WHAT THE EXERCISE ASKS: Write out the listing in full, matching it word for word.

DATA:
════════════════

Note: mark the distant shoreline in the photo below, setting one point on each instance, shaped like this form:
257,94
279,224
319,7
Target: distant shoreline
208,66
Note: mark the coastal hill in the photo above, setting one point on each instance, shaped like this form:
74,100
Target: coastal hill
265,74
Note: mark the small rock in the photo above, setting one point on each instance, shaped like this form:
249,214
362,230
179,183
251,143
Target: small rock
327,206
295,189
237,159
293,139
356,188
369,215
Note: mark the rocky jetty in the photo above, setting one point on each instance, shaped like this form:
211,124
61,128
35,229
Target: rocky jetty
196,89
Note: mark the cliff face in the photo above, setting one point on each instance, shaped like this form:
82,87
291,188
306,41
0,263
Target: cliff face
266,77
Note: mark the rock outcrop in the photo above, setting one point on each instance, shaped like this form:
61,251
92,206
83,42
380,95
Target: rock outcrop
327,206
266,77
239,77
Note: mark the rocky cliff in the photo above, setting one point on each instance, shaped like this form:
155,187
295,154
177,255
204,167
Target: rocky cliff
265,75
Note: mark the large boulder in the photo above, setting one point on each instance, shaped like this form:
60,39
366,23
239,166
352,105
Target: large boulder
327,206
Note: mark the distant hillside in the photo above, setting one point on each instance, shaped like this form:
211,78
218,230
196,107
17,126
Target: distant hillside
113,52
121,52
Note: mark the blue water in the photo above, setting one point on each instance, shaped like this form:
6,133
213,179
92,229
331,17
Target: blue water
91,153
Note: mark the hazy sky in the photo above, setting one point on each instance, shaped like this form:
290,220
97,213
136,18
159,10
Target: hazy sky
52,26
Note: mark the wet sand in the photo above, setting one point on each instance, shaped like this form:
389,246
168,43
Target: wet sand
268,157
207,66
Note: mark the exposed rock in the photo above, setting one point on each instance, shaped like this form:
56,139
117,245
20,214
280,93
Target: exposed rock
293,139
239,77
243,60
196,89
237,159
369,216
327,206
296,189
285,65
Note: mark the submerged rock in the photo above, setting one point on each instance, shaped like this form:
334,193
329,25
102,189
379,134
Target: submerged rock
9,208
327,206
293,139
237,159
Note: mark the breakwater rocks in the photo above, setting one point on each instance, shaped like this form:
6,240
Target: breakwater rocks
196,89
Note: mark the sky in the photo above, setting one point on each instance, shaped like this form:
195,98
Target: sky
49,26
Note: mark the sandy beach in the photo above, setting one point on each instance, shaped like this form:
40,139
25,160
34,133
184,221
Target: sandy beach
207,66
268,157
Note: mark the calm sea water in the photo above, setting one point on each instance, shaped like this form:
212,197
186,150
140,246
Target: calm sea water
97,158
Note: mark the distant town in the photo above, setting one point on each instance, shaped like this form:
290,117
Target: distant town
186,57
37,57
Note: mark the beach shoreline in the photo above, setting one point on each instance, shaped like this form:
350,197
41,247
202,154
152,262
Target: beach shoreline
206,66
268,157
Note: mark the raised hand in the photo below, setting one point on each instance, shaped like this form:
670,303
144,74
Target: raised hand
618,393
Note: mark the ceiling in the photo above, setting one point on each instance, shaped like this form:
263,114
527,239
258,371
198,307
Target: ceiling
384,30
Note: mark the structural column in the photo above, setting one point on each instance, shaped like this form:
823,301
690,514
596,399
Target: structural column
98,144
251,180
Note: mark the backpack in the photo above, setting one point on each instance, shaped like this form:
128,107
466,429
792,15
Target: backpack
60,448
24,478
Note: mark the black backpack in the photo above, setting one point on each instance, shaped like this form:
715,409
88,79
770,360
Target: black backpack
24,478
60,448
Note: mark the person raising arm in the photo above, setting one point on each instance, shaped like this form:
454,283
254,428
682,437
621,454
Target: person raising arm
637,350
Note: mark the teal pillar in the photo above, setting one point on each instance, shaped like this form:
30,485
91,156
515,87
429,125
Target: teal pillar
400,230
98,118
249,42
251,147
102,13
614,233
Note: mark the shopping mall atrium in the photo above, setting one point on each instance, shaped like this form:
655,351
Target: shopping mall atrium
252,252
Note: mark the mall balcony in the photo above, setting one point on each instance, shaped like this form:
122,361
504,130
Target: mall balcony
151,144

════════════════

WRITTEN ANSWER:
Note: mark the distant shoreline in the photo below, setting one point on each instance, shaped like this form:
257,94
279,224
319,7
Target: distant shoreline
208,66
Note: mark the coastal hill in the photo above, setting one point on each instance, shaped like this form:
74,100
Target: coastal hill
265,74
Note: mark the small rock in the photo above, setting one point on each instance, shaped like this form:
249,214
362,230
179,183
251,143
Target: small rock
327,206
295,189
237,159
293,139
356,188
369,215
Note: mark the rocky jetty in the photo above, setting one point on each instance, shaped like this form:
211,124
61,128
35,229
Target: rocky jetty
196,89
Note: mark the cliff face in the photo above, setting one point on each instance, shaped like this form:
82,87
291,188
306,41
0,263
Target: cliff face
266,77
Note: mark the rock outcrop in the photo above, setting one point on each instance, shaped like this form:
61,251
92,206
83,42
380,95
Target: rock outcrop
327,206
266,77
239,77
Note: mark the rocky cliff in the photo above, setting one point on each instance, shaped like this form:
155,187
295,154
177,255
204,167
Target: rocky cliff
265,75
Note: mark the large boulder in the photo above, setting one point on each instance, shaped like this form:
60,39
366,23
239,166
352,105
Target: large boulder
327,206
Note: mark the distant hillside in the photo above, setting one point on each instance, shaped like this form:
211,78
218,230
196,107
17,126
Target: distant hillside
113,52
121,52
Note: mark the blue water in the photo above, setting one point on each instance, shaped like this form:
6,133
213,179
92,229
331,17
Target: blue water
91,153
Note: mark the hazy sky in the photo above, setting one point on each instance, shaped like this form:
290,220
97,213
136,18
159,10
Target: hazy sky
52,26
Note: mark the wet sand in the photo above, setting one point on each instance, shaped like this form:
389,246
168,43
Target: wet sand
268,157
207,66
Note: mark the exposed rock in the photo above, setting one point on each instance, shaped like this form:
56,139
117,245
20,214
280,93
Target: exposed rock
293,139
239,77
243,60
196,89
237,159
369,216
327,206
296,189
285,65
Note: mark the submerged rock in the photo above, setting one point on each instance, shaped like this form:
334,193
329,25
102,189
379,134
Target: submerged rock
9,208
327,206
293,139
237,159
Note: mark the breakwater rocks in the photo above, setting one point on each instance, shaped like this form:
6,240
Target: breakwater rocks
196,89
Note: mark the sky in the photo above, setting one point on each instance, shaped like this form:
195,98
Target: sky
49,26
Note: mark the sandy beach in the photo above, setting one point on each instance, shaped like this form:
40,139
25,160
34,133
184,221
Target: sandy beach
207,66
268,157
Note: mark the calm sea water in the photo above, setting one point on each instance, shaped like this form:
212,197
186,150
140,246
Target: calm sea water
97,158
Note: mark the distant town in the photo above, setting one point on each instance, shaped like this form:
290,117
Target: distant town
186,57
37,57
Note: mark the beach shoreline in the photo above, setting one point on each instance, shaped like this form:
350,197
41,247
202,154
152,262
Target: beach shoreline
206,66
268,157
Note: mark the raised hand in the photo below, setting one point on each instance, shaped like this form:
670,303
144,74
Target: raised hand
618,393
Note: mark the ceiling in the photo above, setting one point on each instance, shaped like this form:
263,114
527,239
258,371
198,307
Target: ceiling
384,30
Note: mark the structural column in the photo above, setting one point on each instance, shaped like this form:
823,301
690,514
596,399
Target: structural column
98,144
251,180
Note: mark the backpack in the photo above, setting one point on each instance, shaped like this form:
128,107
466,429
792,15
Target: backpack
60,448
24,478
Note: mark the black backpack in the photo above, setting one point on each instance, shaped like this form:
715,409
88,79
770,360
Target: black backpack
24,478
60,448
Note: mark the person raising arm in the photo above, setting one point on each instance, shaped like this form:
454,283
254,428
682,437
621,454
Target: person raising arm
637,350
Note: mark the teal pillar in the photo above, setting one point on each instance, shaped like this form:
30,485
91,156
515,87
429,125
Target: teal pillar
400,230
98,118
249,42
251,147
102,13
614,233
Note: mark the shopping mall atrium in the photo above, setting one point on each instance, shaped like this form:
655,351
Target: shopping mall atrium
252,252
Note: mark the mall balcony in the photo above, setting one point on each instance, shaped like this form:
122,361
504,130
Target: mall balcony
151,144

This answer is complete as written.